» EXTRACTED TEXT
◆ ◆ ◆

One of the very best social situation moving about strategies is to help out. If you are a guy, strangely, that may be even more appreciated by the hosts since it is usually the guys who go off & enjoy the event & a woman friend who helps out. There are always things to help with. Empty chip bowl? Walk right across the room to get it & bring it into the kitchen; then, take your time filling it up & ringing it back. By then, there will always be things to clear up, refill & replace. This way, you can keep moving without looking like a Roomba vacuum robot. If you drive, you can volunteer to run to the store for anything the party has run out of or the hosts forgot. If you can hack it, be that sober guy who drives drunken uncles home.

Yes. I've done this before. I had showed up after the people who lived there were already drunk and since I'm not one to drink til I pass out in someone else's house I knew I was driving myself home. they had 3 beer pong tables but only two balls so I drove one of the owners of the house to the store to buy more drinks and more balls. And then in terms of just socializing, I walked through the PACKED kitchen quite a few times and would always be stopped by someone. "who are you" "Oh I've seen you around before. I'm *insert name*" "Only reason you guys won was because you can actually see straight right now"
 
It happens but we have a lot of great people on here to connect to some form of interest. I like the amount of interest people share on this site.
 
i think that is a big one of my soicial coping mechenisms/adaptations. Its kind of sad, but I just except the fact that most people only want to hear about themselves. People are super egocentric. It sounds pessemistic, but its very true.

We are all guilty of being innerwardly focused.

I try, TRY and make myself listen more than I talk, even if i dont really care what the other person is saying.

Similar to me.

I find it's best to assume that, unless they're asking about it or sharing their complementary opinions, someone doesn't want to hear about my video games, books, etc, beyond an overview of what I've been up to.

Occasionally I've met people who were... difficult to squirm away from without saying something hurtful to stop them, so I try to be conscious of whether or not someone is giving any signs of being engaged.
 
I've never been told I'm boring, but I've been asked to stop talking about my special interests.

◆ ◆ ◆

» DATASET EXCERPTS
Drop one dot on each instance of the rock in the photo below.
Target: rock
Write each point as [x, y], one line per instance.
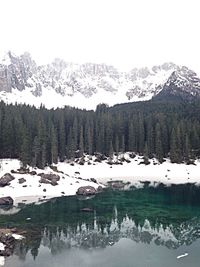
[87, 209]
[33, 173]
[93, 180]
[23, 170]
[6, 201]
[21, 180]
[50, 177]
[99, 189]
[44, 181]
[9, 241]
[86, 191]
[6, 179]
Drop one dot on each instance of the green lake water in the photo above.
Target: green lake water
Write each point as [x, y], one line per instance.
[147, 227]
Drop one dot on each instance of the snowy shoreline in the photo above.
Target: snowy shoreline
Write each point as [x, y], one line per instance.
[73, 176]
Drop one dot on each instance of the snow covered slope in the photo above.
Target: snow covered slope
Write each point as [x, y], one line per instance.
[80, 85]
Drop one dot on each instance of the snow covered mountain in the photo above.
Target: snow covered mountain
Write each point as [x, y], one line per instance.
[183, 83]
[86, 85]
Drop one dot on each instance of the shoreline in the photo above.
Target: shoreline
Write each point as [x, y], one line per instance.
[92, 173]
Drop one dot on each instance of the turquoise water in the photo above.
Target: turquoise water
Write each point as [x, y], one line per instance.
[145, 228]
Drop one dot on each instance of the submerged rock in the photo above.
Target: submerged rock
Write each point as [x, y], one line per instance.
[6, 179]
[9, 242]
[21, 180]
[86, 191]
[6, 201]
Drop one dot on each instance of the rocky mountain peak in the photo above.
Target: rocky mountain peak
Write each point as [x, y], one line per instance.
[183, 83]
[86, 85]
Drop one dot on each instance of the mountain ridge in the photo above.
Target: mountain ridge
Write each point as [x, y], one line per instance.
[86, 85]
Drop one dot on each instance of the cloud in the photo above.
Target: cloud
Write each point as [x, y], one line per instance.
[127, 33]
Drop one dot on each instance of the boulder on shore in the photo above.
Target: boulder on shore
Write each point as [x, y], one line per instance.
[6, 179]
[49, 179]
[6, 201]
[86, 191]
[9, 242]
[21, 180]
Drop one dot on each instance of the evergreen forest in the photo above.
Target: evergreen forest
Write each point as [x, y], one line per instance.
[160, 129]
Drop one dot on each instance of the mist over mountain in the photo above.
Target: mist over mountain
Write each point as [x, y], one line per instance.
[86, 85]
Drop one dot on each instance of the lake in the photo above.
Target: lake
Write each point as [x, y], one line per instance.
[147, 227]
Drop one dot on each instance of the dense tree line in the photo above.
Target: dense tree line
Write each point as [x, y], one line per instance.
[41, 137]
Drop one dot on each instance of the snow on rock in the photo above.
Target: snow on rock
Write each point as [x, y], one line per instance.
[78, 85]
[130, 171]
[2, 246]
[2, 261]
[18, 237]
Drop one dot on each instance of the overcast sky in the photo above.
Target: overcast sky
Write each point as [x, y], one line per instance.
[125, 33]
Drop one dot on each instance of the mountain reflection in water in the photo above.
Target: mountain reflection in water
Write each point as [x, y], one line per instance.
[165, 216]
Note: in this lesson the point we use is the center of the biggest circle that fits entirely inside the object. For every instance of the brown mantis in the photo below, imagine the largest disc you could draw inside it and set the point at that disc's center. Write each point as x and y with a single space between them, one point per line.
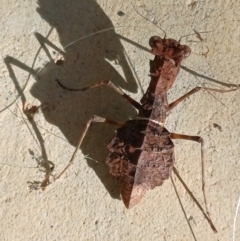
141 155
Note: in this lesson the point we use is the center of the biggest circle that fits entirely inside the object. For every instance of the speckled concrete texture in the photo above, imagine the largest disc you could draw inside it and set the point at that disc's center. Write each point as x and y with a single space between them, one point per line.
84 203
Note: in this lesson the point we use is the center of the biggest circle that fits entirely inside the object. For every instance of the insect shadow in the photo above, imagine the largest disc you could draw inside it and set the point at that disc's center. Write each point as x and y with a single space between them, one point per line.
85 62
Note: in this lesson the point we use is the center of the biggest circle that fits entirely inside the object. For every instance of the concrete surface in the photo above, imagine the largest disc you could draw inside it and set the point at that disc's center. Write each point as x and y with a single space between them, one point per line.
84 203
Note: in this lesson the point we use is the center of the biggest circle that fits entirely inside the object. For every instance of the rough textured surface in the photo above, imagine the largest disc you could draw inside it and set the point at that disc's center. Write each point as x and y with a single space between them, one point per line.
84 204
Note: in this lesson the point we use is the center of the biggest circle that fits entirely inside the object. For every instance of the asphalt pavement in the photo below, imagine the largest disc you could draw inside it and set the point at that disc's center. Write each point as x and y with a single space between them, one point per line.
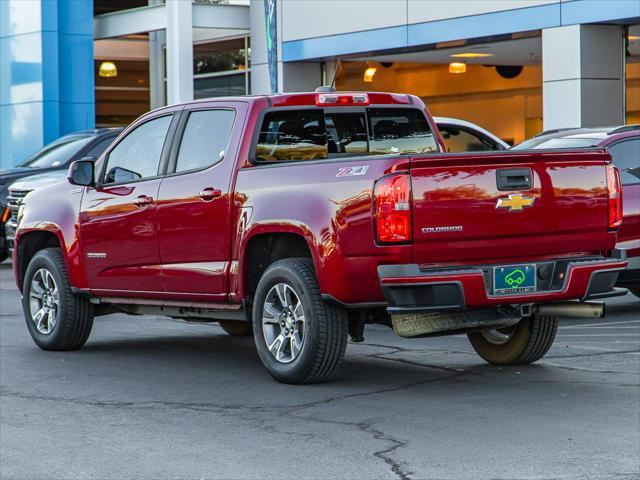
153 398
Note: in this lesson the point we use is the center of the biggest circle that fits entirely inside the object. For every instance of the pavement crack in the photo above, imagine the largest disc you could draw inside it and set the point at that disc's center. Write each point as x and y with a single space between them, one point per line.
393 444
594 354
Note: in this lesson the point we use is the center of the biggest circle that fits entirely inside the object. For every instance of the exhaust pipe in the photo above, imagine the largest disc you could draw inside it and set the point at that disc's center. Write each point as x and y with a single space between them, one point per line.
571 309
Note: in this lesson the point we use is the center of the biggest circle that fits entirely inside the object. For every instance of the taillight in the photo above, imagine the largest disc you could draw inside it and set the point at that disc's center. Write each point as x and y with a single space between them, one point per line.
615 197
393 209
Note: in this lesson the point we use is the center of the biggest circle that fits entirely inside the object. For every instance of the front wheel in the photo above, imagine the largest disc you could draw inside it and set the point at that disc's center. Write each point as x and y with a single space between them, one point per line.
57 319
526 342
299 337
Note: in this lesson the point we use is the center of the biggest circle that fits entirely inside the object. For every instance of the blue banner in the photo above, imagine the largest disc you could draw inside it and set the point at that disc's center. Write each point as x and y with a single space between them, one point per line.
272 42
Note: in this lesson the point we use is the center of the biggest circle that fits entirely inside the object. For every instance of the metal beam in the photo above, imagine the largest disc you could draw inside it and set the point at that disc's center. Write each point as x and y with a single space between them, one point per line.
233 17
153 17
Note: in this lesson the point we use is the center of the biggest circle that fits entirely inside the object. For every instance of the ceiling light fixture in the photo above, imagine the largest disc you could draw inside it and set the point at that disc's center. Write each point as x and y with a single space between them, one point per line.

◆ ◆ ◆

» PROBLEM A
Could you translate this sentence from the thread on social coping strategies into Spanish: "If you drive, you can volunteer to run to the store for anything the party has run out of or the hosts forgot."
» PROBLEM B
Can you carry on the thread about social coping strategies from its last post?

» ANSWER A
Si manejas, puedes ofrecerte a ir a la tienda por cualquier cosa que se haya acabado en la fiesta o que los anfitriones hayan olvidado.

» ANSWER B
I wonder about this...I am not sociable enough to chat someone up about my interests to the point when they get bored or rude or whatever. What I wonder, sometimes, is if those same people expect others to listen to them? Do they expect you to listen while they ramble on about something you do not give a crap about? Sometimes, people have an inflated sense of how interesting they truly are & it distorts their ability to be engaged listeners when someone else is talking. Those types typically get all huffy when they think someone is not listening to them with rapt fascination. I would bet that these same people are not just doing this to hapless Aspies, but that they do it to many people: they may have inflated egos, poor listening skills or both.

I can relate to this, except for me it's mostly strangers. If I mention doing something that some relative of theirs has done, they think I'll be interested in hearing the whole story. Some people also tell me about their kid's or grandkid's experience in school, or other stuff like that. In reality I'm barely even interested in explaining my own experience; I'm just mentioning it in passing, often as part of a bigger story. I don't want to talk about school, jobs, medical issues, traveling, etc. but everyone else finds those things completely fascinating. When they start telling me their stories, I try to seem interested so I don't get labeled as rude, but it's hard because I'm just as bored with their favorite topics as they are with mine.
 
I had a grandmother who always stressed "if you can not say anything nice, just shut up" and my parents were prone to hitting you hard in the face or head if you opened your mouth at the wrong time so I spent the majority of my first 2 decades of life in silence, talked very little in the third decade, and halfway through the 4th one I still do not say much to strangers. For some reason I am more easily able to write my thoughts out in front of strangers then to speak them.